» Entries shown
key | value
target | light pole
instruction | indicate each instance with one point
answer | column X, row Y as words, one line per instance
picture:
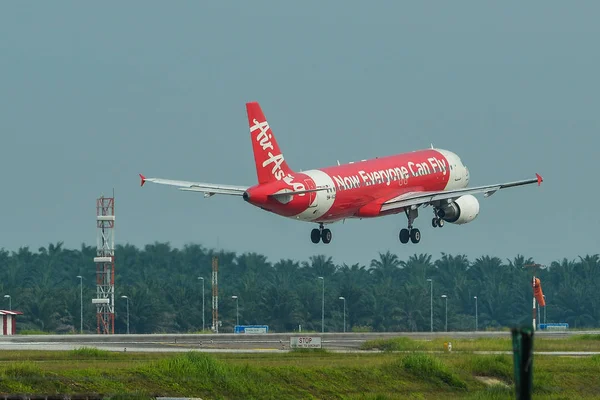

» What the exercise asks
Write every entry again exactly as given, skipping the pictures.

» Output of the task
key | value
target | light pole
instruction | indicate each instance with one point
answer | column X, row Y as words, one line per instance
picture:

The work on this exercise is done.